Он был осужден на пять лет тюремного заключения за воровство.
Из тюрьмы Шерш-Миди, куда его посадили, он также попытался бежать; не знаю, каким образом ему удалось забраться в мешок со старой бумагой. Но, на его несчастье, как раз в то время была сделана перекличка. Альмейер был открыт в своем убежище, и ему пришлось до конца отбыть наказание. Свой срок в полку он дослужил в африканском батальоне в Тлемсене.
В 1886 году он возвратился в Париж.
С удивительным мастерством разыгрывать комедии и рисоваться добрыми чувствами, которых в нем вовсе не было, он упал к ногам отца, уверяя, что раскаялся и хочет сделаться честным человеком. Ему удалось добиться прощения, и он действительно начал вести очень регулярный образ жизни: каждый день обедал в семье, редко выезжал и не иначе как в черном фраке. Ему представлялся даже случай занять хорошее положение в деловом мире, зарабатывать большие деньги и загладить несчастное прошлое.
Мало-помалу он сблизился со всеми друзьями своей семьи; однажды ему пришлось ехать по железной дороге из Шату, где он жил у отца, с торговым комиссионером господином Эдмондом К., который знал его еще в коллеже; встретив его теперь изящным, умным, вполне светским молодым человеком и веселым, интересным собеседником, господин К. почувствовал к нему большую симпатию и открыл ему двери своего дома.
Г-н К., ведший торговое дело в компании с братом, несколько раз замечал, что после ухода Альмейера письма, лежавшие на письменном столе, исчезали. Однако он не решался обвинять своего друга, к которому питал величайшее доверие. Но в один прекрасный день случился неожиданный инцидент.
6 сентября 1886 года, ровно за месяц до моего поступления в сыскную полицию, господин С., банкирская контора которого находилась на бульваре Бон-Нувель, был вызван к телефону из конторы господина К., приятеля Альмейера. Его спросили, по какому курсу он может учесть вексель в 1659 фунтов стерлингов, трасированный из Канады на одну торговую фирму в Лондоне и снабженный передаточной надписью господина К. Это предложение нисколько не удивило банкира, так как незадолго перед тем он предлагал господину К. вести с ним дела, и ему даже показалось, что он узнал по телефону голос негоцианта. Он сказал свои условия, они были приняты.
— Это решено, я пришлю вам вексель, а вы потрудитесь передать деньги посланному, — ответил телефонировавший.

ДАННЫЕ ДЛЯ ОБРАБОТКИ:
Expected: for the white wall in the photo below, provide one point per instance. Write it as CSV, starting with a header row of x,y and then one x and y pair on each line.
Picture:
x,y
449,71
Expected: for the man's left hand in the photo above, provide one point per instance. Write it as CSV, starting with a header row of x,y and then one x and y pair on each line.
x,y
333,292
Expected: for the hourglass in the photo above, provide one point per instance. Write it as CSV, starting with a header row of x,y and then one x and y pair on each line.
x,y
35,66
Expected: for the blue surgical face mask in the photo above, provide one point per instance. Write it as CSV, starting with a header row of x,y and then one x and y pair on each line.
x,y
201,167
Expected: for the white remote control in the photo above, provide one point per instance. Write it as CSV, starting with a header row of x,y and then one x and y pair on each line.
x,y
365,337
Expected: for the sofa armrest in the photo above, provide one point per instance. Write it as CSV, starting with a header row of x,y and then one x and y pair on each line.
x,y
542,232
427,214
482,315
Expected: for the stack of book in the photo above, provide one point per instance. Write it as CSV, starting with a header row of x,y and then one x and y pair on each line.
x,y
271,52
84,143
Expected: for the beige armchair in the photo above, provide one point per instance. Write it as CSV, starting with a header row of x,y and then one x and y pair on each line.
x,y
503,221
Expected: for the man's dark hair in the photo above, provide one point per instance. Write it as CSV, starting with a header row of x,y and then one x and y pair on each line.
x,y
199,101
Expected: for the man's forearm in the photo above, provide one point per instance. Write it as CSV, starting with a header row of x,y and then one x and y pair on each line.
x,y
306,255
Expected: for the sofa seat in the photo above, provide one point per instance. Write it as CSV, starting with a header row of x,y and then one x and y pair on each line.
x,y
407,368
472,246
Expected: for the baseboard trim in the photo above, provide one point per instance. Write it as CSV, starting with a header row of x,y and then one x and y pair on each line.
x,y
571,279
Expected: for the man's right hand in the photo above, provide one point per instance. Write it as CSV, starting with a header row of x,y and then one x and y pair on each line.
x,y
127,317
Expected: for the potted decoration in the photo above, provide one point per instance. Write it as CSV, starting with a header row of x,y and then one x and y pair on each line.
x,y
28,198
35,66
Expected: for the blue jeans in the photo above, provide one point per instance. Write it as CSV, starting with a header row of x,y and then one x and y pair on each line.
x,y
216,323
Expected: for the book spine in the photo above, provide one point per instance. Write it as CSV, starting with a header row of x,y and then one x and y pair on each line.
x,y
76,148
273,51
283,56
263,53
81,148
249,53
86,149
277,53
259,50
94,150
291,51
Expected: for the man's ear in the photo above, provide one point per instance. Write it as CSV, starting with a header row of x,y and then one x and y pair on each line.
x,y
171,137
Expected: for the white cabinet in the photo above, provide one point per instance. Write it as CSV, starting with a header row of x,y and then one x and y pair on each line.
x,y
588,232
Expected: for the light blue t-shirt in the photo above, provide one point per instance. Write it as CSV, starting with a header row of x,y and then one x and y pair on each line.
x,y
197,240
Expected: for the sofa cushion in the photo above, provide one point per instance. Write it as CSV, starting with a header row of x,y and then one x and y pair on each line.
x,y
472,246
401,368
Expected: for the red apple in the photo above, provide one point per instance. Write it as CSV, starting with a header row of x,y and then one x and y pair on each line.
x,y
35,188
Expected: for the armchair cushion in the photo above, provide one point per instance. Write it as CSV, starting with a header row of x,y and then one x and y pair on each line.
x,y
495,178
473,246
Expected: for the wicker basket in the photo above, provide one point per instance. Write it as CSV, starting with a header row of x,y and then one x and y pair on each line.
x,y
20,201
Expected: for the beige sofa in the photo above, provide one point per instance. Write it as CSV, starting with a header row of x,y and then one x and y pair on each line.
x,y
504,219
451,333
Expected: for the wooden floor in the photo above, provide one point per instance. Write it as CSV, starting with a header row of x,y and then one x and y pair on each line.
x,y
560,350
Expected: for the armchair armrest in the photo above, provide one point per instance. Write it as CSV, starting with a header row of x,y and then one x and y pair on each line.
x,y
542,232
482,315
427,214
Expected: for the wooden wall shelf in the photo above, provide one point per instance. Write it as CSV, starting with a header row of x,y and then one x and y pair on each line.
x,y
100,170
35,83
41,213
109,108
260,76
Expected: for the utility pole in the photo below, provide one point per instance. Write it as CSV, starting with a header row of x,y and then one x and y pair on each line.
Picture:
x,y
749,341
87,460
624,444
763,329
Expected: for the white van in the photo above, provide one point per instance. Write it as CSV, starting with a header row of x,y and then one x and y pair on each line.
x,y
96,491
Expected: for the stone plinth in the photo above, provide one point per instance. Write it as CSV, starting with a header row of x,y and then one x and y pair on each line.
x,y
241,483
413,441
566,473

ВЫПОЛНИТЕ ЗАДАНИЯ:
A. В каком году Альмейер, согласно тексту, вернулся в Париж?
B. Выберите из списка все строки, где встречается слово «wooden».
Этот список никак не связан с текстом.

ОЖИДАЕМЫЕ ОТВЕТЫ:
A. В 1886 году.

B.
Expected: for the wooden floor in the photo above, provide one point per instance. Write it as CSV, starting with a header row of x,y and then one x and y pair on each line.
Expected: for the wooden wall shelf in the photo above, provide one point per instance. Write it as CSV, starting with a header row of x,y and then one x and y pair on each line.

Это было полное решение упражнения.